- _Kısa alıştırma 1_
Aşağıdaki listede “Where can the blue” ifadesini içeren satırdan listenin sonuna kadar uzanan satırları, iki uç da dahil olmak üzere, hiçbir değişiklik yapmadan yeniden yazın.
··· Sağlanan alıntı
Kullanıcı Adı: Şifre    
   
  veya Üye olun | Şifremi unuttum
  Arama / Gelişmiş Arama  
   
Skip Navigation LinksArşiv (March 2010) > Memleket Hali > Dağdan indim ovaya...
Memleket Hali
Dağdan indim ovaya...
Yücel Bulut
TÜRKİYE çok hızlı ve kapsamlı bir dönüşüm içerisinde. Açılımlar açılımları kovalıyor. Ermenistan’la ilişkilerde yaşanan gelişmeler, Irak ve İran’a gerçekleştirilen üst düzey ziyaretler, Demokratik Açılım paketi, halen sürmekte olan Ergenekon operasyonu ve davası… Özetle Recep Tayyip Erdoğan’ın liderliğindeki AKP hükümetinin ülke içerisindeki icraatları ve dış politikadaki girişimleri baş döndürücü bir hızla devam ediyor.
Kandil’den ve Mahmur Kampı’ndan bir grup PKK’lının Habur sınır kapısından Türkiye’ye gelip, yetkili makamlara teslim olmaları, “karşılanış” anına ilişkin türlü değerlendirmeler ve tartışmalara rağmen, Demokratik Açılım sürecinin devam edeceğinin işaretlerini sunuyor. Hükümet, bu konudaki tepkileri dikkate almakla birlikte, başlattığı açılım sürecinin devam etmesinden yana tavrını koyuyor. PKK’lıların Türkiye’ye geliş süreçlerini yeniden ve tepki yaratmayacak biçimde düzenlemek amacıyla Avrupa’dan gelecek olanlara şimdilik “dur” demekle birlikte, yaptığı açıklamalarla süreci devam ettirme kararlılığını da sergiliyor. AKP için kısa vadede yıpratıcı olma ihtimali bulunan bu sürecin, uzun vadede gerek kendisine ve gerekse de Türkiye’ye önemli katkıları olacağına şüphe yok.
······
··· Kullanılacak veriler
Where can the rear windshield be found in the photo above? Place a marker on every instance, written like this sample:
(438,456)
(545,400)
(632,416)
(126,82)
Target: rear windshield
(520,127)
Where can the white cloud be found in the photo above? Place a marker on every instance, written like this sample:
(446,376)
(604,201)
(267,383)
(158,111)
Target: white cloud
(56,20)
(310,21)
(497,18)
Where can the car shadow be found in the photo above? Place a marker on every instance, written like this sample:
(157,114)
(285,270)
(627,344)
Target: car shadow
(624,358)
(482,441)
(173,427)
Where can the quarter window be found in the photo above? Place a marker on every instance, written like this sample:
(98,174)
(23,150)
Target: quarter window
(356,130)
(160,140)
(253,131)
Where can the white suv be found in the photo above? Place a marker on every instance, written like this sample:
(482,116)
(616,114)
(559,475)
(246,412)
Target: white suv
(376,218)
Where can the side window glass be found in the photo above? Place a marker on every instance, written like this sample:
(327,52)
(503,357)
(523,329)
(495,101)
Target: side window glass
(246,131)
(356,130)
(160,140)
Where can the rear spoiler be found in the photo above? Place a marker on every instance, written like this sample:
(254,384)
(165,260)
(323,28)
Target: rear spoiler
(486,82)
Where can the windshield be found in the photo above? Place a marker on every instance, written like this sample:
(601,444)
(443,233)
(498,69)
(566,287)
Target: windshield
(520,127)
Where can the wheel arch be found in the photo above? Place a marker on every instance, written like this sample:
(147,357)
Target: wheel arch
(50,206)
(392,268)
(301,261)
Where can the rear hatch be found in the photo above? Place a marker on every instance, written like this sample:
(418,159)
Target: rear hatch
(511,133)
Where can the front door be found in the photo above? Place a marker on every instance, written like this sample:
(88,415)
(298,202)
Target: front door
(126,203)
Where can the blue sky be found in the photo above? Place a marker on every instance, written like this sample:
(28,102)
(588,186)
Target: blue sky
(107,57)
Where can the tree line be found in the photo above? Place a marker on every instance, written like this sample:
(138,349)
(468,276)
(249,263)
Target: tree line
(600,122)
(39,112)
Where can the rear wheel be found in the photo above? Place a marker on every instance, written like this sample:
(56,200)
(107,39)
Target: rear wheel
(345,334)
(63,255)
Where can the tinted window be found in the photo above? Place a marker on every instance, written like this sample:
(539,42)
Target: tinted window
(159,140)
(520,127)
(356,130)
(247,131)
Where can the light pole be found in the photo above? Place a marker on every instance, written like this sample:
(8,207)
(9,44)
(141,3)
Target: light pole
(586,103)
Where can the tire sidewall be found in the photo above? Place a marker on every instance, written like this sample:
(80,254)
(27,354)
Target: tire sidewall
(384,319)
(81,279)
······
- _Kısa alıştırma 2_
Demokratik Açılım konulu alıntıya göre hükümet, Avrupa'dan gelecek PKK'lılara neden şimdilik “dur” diyor? Bir ila üç cümleyle açıklayın.

- _Görev sonucu 1_
Where can the blue sky be found in the photo above? Place a marker on every instance, written like this sample:
(28,102)
(588,186)
Target: blue sky
(107,57)
Where can the tree line be found in the photo above? Place a marker on every instance, written like this sample:
(138,349)
(468,276)
(249,263)
Target: tree line
(600,122)
(39,112)
Where can the rear wheel be found in the photo above? Place a marker on every instance, written like this sample:
(56,200)
(107,39)
Target: rear wheel
(345,334)
(63,255)
Where can the tinted window be found in the photo above? Place a marker on every instance, written like this sample:
(539,42)
Target: tinted window
(159,140)
(520,127)
(356,130)
(247,131)
Where can the light pole be found in the photo above? Place a marker on every instance, written like this sample:
(8,207)
(9,44)
(141,3)
Target: light pole
(586,103)
Where can the tire sidewall be found in the photo above? Place a marker on every instance, written like this sample:
(80,254)
(27,354)
Target: tire sidewall
(384,319)
(81,279)

- _Görev sonucu 2_
Hükümet, PKK'lıların Türkiye'ye geliş süreçlerini yeniden ve tepki yaratmayacak biçimde düzenlemek amacıyla Avrupa'dan gelecek olanlara şimdilik “dur” diyor.